• [Excerpted records]:
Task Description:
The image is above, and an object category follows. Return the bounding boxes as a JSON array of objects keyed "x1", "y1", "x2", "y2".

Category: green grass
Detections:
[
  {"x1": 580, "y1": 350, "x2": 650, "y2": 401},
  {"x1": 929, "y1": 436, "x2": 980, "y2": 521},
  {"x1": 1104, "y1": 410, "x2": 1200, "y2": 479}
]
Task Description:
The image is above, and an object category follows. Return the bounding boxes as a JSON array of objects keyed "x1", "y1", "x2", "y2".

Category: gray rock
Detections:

• [Short exercise]:
Reproduce the listing above, changing every occurrence of "Detections" to "Boxes" and leaving everything else as it is.

• [Response to this task]:
Task Description:
The image is above, and an object category follows. Return the bounding boxes as a JSON array of objects keyed "x1", "y1", "x2", "y2".

Category: green grass
Boxes:
[
  {"x1": 580, "y1": 350, "x2": 650, "y2": 401},
  {"x1": 929, "y1": 436, "x2": 980, "y2": 521},
  {"x1": 1104, "y1": 410, "x2": 1200, "y2": 479}
]
Task Description:
The image is above, and an object category follows. Return the bounding boxes as a JSON array of objects keyed "x1", "y1", "x2", "y2".

Category: gray rock
Boxes:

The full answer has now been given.